- AIM OF THE EXERCISE -
Echo each of the entries below word for word, reproducing every line without change.

- DATA PROVIDED -

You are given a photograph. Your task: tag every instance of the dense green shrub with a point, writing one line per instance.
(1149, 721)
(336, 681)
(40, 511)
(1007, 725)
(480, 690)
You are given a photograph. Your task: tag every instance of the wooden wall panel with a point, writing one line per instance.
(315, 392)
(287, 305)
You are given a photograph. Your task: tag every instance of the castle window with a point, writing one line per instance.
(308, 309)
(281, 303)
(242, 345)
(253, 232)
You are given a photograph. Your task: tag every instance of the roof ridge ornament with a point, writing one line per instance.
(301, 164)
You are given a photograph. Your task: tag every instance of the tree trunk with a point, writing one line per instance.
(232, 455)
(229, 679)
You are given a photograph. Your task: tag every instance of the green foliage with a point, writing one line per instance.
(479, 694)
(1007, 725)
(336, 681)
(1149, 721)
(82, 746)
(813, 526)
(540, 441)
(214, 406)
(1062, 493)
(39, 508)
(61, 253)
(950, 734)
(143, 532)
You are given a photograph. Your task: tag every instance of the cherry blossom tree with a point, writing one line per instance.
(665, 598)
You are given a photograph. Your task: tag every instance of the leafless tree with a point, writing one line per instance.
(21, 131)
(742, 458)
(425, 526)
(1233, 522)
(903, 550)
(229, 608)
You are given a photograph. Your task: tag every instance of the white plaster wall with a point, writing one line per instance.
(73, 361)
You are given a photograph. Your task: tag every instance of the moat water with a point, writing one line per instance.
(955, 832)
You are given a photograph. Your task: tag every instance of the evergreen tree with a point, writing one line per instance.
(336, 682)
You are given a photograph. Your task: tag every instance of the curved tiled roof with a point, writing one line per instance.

- ANSWER FOR THIS EXERCISE -
You are given a photograph. Your task: tag every instance of the dense green shrub with a point, writing one line per instance.
(1149, 721)
(336, 681)
(40, 511)
(1007, 725)
(480, 690)
You are given a photograph. Your task: tag every instance of the wooden wall panel with a point, writing one line per instance.
(315, 392)
(287, 305)
You are given a photograph. Your task: tag every instance of the castle window with a point, writing one line per instance.
(308, 309)
(281, 303)
(242, 345)
(253, 232)
You are given a photograph. Your task: tag every instance of the roof ridge ornament with a point, writing one line per instance.
(301, 164)
You are given a photograph. Your task: tag every instance of the tree trunk with a point, writing one line per instance.
(232, 455)
(229, 679)
You are given a photograph. Your task: tag every instance of the green foliage with a point, writing one line per instance.
(479, 694)
(1007, 725)
(336, 681)
(1149, 721)
(82, 746)
(813, 526)
(540, 441)
(214, 406)
(1062, 493)
(39, 508)
(61, 253)
(950, 734)
(143, 532)
You are given a photograph. Your task: tag every instance of the cherry blossom tree with a point, writing one line per instance.
(665, 598)
You are given a photograph. Your task: tag every instance of the leafless tree with a point, writing one line per instance.
(21, 131)
(742, 458)
(425, 526)
(1233, 522)
(903, 550)
(229, 608)
You are given a photograph. Your task: tag every instance of the white plaster wall with a point, writing one line per instance.
(73, 361)
You are given a photograph. Your task: tag every instance of the moat water with a point, writing one line per instance.
(955, 832)
You are given a photograph. Your task: tag every instance of the evergreen tree with a point, writing one line per instance.
(336, 682)
You are given a photograph. Your task: tag every instance of the curved tiled roof with a point, writing one line per instance.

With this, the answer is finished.